* [Try it]: Reproduce the following lines exactly as they appear, covering every one of the records.

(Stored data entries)
####

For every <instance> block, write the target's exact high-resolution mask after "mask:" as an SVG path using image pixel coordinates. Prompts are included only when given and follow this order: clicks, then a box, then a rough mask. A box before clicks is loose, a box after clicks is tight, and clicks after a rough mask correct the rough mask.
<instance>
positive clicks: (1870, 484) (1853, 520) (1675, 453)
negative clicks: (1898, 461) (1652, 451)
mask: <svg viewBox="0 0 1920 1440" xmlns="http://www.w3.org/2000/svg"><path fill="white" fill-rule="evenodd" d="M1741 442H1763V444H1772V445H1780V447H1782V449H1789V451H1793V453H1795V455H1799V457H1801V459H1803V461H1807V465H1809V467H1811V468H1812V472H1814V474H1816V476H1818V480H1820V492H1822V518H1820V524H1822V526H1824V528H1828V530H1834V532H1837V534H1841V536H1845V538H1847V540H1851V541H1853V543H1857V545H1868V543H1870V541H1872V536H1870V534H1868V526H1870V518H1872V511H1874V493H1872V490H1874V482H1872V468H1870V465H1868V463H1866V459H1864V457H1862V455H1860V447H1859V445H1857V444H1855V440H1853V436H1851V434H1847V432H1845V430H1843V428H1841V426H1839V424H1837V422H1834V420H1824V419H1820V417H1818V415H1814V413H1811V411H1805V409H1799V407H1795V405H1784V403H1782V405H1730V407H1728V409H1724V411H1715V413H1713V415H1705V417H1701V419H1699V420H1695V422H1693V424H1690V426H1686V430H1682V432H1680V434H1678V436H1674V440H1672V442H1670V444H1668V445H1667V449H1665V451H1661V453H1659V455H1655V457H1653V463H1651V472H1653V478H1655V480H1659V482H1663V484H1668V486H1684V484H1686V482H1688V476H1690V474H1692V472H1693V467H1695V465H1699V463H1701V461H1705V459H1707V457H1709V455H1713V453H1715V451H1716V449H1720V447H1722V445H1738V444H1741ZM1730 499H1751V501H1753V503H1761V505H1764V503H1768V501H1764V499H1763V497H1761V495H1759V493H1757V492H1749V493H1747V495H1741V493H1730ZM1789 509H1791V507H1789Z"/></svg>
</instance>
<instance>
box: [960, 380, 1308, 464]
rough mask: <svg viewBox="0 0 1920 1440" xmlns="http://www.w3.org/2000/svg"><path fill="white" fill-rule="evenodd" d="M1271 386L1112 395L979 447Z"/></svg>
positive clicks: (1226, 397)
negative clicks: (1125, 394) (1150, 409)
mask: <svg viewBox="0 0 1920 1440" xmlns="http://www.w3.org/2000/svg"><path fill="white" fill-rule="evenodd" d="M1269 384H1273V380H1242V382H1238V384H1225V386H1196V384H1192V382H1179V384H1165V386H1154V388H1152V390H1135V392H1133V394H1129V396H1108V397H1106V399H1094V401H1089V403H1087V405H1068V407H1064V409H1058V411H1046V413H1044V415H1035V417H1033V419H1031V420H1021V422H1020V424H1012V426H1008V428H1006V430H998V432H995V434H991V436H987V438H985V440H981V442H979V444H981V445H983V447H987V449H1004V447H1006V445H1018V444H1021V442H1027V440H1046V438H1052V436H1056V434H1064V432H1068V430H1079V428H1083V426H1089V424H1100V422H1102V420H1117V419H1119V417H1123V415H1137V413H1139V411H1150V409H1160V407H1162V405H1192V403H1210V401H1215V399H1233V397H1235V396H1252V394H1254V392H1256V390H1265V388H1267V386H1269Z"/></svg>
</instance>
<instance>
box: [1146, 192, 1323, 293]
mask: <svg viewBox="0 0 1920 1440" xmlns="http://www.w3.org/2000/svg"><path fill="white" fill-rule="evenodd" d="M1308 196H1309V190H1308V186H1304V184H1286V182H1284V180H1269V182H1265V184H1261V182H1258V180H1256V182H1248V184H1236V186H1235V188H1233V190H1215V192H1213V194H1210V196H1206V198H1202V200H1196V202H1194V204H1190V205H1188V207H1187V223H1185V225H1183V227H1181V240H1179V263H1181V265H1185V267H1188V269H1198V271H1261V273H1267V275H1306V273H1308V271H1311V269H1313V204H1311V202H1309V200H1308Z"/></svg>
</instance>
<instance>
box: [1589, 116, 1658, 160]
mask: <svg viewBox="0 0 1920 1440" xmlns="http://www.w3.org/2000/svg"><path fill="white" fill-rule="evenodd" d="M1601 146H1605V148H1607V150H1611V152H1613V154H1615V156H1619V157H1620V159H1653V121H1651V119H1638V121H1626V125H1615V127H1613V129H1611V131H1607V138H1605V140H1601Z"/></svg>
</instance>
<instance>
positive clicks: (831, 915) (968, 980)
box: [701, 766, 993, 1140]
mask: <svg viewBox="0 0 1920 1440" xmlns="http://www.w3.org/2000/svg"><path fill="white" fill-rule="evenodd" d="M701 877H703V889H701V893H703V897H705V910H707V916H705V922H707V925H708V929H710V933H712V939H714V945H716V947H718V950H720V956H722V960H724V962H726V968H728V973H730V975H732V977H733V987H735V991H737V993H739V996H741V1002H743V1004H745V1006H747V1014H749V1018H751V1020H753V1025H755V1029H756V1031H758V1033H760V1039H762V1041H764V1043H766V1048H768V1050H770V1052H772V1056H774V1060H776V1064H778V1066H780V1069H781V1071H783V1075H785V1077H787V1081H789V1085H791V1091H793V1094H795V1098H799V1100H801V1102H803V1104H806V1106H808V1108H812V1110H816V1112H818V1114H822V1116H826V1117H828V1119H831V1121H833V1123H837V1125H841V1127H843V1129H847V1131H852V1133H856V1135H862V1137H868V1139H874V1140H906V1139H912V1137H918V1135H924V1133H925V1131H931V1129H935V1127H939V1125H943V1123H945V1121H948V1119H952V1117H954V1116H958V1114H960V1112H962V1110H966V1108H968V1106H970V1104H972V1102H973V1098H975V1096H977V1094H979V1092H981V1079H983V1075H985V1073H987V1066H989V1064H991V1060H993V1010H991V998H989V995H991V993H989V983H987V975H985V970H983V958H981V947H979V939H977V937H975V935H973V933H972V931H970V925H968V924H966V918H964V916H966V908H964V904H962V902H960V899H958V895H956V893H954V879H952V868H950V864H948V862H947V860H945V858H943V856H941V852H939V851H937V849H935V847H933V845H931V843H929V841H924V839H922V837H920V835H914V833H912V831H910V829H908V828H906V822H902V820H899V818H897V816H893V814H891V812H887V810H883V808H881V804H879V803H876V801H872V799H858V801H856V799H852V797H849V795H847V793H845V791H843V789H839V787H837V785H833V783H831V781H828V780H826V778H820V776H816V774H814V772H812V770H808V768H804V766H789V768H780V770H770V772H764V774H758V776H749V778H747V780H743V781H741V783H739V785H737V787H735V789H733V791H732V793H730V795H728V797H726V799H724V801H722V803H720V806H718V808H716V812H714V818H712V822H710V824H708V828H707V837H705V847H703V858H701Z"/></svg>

####

* [Result of the exercise]:
For every <instance> block, write the target's exact high-resolution mask after "mask:" as an SVG path using image pixel coordinates. Prompts are included only when given and follow this order: clicks, then a box, then a rough mask. A box before clicks is loose, a box after clicks is tight, and clicks after a rough mask correct the rough mask.
<instance>
positive clicks: (1870, 484) (1853, 520) (1675, 453)
negative clicks: (1898, 461) (1652, 451)
mask: <svg viewBox="0 0 1920 1440" xmlns="http://www.w3.org/2000/svg"><path fill="white" fill-rule="evenodd" d="M1741 442H1763V444H1772V445H1780V447H1782V449H1789V451H1793V453H1795V455H1799V457H1801V459H1803V461H1807V465H1809V467H1811V468H1812V472H1814V474H1816V476H1818V480H1820V492H1822V518H1820V524H1822V526H1824V528H1828V530H1834V532H1837V534H1841V536H1845V538H1847V540H1851V541H1853V543H1857V545H1868V543H1870V541H1872V536H1870V534H1868V526H1870V518H1872V511H1874V493H1872V490H1874V482H1872V468H1870V465H1868V463H1866V459H1864V457H1862V455H1860V447H1859V445H1857V444H1855V440H1853V436H1851V434H1847V432H1845V430H1843V428H1841V426H1839V424H1837V422H1834V420H1824V419H1820V417H1818V415H1814V413H1811V411H1805V409H1799V407H1795V405H1784V403H1782V405H1730V407H1728V409H1724V411H1715V413H1713V415H1705V417H1701V419H1699V420H1695V422H1693V424H1690V426H1686V430H1682V432H1680V434H1678V436H1674V440H1672V442H1670V444H1668V445H1667V449H1665V451H1661V453H1659V455H1655V457H1653V463H1651V472H1653V478H1655V480H1659V482H1663V484H1668V486H1684V484H1686V482H1688V476H1690V474H1692V472H1693V467H1695V465H1699V463H1701V461H1705V459H1707V457H1709V455H1713V453H1715V451H1716V449H1720V447H1722V445H1738V444H1741ZM1730 499H1751V501H1753V503H1761V505H1764V503H1768V501H1764V499H1763V497H1761V495H1759V493H1757V492H1749V493H1747V495H1741V493H1730ZM1789 509H1791V507H1789Z"/></svg>
</instance>
<instance>
box: [960, 380, 1308, 464]
rough mask: <svg viewBox="0 0 1920 1440" xmlns="http://www.w3.org/2000/svg"><path fill="white" fill-rule="evenodd" d="M1271 386L1112 395L979 447Z"/></svg>
positive clicks: (1226, 397)
negative clicks: (1125, 394) (1150, 409)
mask: <svg viewBox="0 0 1920 1440" xmlns="http://www.w3.org/2000/svg"><path fill="white" fill-rule="evenodd" d="M1269 384H1273V380H1242V382H1238V384H1225V386H1196V384H1192V382H1179V384H1165V386H1154V388H1152V390H1135V392H1133V394H1129V396H1108V397H1106V399H1094V401H1089V403H1087V405H1068V407H1064V409H1058V411H1046V413H1044V415H1035V417H1033V419H1031V420H1021V422H1020V424H1012V426H1008V428H1006V430H998V432H995V434H991V436H987V438H985V440H981V442H979V444H981V445H983V447H987V449H1004V447H1006V445H1018V444H1021V442H1027V440H1046V438H1052V436H1056V434H1064V432H1068V430H1079V428H1083V426H1089V424H1100V422H1102V420H1117V419H1119V417H1123V415H1137V413H1139V411H1150V409H1160V407H1162V405H1192V403H1210V401H1215V399H1233V397H1235V396H1252V394H1254V392H1256V390H1265V388H1267V386H1269Z"/></svg>
</instance>
<instance>
box: [1146, 192, 1323, 293]
mask: <svg viewBox="0 0 1920 1440" xmlns="http://www.w3.org/2000/svg"><path fill="white" fill-rule="evenodd" d="M1308 196H1309V190H1308V186H1304V184H1286V182H1284V180H1269V182H1265V184H1261V182H1258V180H1256V182H1248V184H1236V186H1235V188H1233V190H1215V192H1213V194H1210V196H1206V198H1202V200H1196V202H1194V204H1190V205H1188V207H1187V223H1185V225H1183V227H1181V240H1179V263H1181V265H1185V267H1188V269H1198V271H1261V273H1267V275H1306V273H1308V271H1311V269H1313V204H1311V202H1309V200H1308Z"/></svg>
</instance>
<instance>
box: [1589, 116, 1658, 160]
mask: <svg viewBox="0 0 1920 1440" xmlns="http://www.w3.org/2000/svg"><path fill="white" fill-rule="evenodd" d="M1601 146H1605V148H1607V150H1611V152H1613V154H1615V156H1619V157H1620V159H1653V121H1651V119H1638V121H1626V125H1615V127H1613V129H1611V131H1607V138H1605V140H1601Z"/></svg>
</instance>
<instance>
positive clicks: (831, 915) (968, 980)
box: [701, 766, 993, 1140]
mask: <svg viewBox="0 0 1920 1440" xmlns="http://www.w3.org/2000/svg"><path fill="white" fill-rule="evenodd" d="M701 877H703V889H701V893H703V897H705V910H707V916H705V922H707V925H708V929H710V933H712V939H714V945H716V947H718V950H720V956H722V960H724V962H726V968H728V973H730V975H732V977H733V987H735V991H737V993H739V996H741V1002H743V1004H745V1006H747V1014H749V1018H751V1020H753V1025H755V1029H756V1031H758V1033H760V1039H762V1041H764V1043H766V1048H768V1050H770V1052H772V1056H774V1060H776V1064H778V1066H780V1069H781V1071H783V1075H785V1077H787V1081H789V1085H791V1091H793V1094H795V1098H799V1100H801V1102H803V1104H806V1106H808V1108H812V1110H816V1112H818V1114H822V1116H826V1117H828V1119H831V1121H833V1123H837V1125H841V1127H843V1129H847V1131H852V1133H856V1135H862V1137H868V1139H874V1140H906V1139H912V1137H918V1135H924V1133H925V1131H931V1129H935V1127H939V1125H943V1123H945V1121H948V1119H952V1117H954V1116H958V1114H960V1112H962V1110H966V1108H968V1106H970V1104H972V1102H973V1098H975V1096H977V1094H979V1092H981V1079H983V1075H985V1073H987V1066H989V1064H991V1060H993V1010H991V998H989V995H991V993H989V983H987V975H985V970H983V958H981V947H979V939H977V937H975V935H973V933H972V931H970V925H968V924H966V918H964V916H966V908H964V904H962V902H960V899H958V895H956V893H954V879H952V868H950V864H948V862H947V860H945V858H943V856H941V852H939V851H937V849H935V847H933V845H931V843H929V841H924V839H922V837H920V835H914V833H912V831H910V829H908V828H906V822H902V820H899V818H897V816H893V814H891V812H887V810H883V808H881V804H879V803H876V801H872V799H858V801H856V799H852V797H849V795H847V793H845V791H843V789H839V787H837V785H833V783H831V781H828V780H826V778H820V776H816V774H814V772H812V770H808V768H804V766H789V768H780V770H770V772H764V774H758V776H749V778H747V780H743V781H741V783H739V785H737V787H735V789H733V791H732V793H730V795H728V797H726V799H724V801H722V803H720V806H718V808H716V812H714V818H712V822H710V824H708V828H707V837H705V847H703V858H701Z"/></svg>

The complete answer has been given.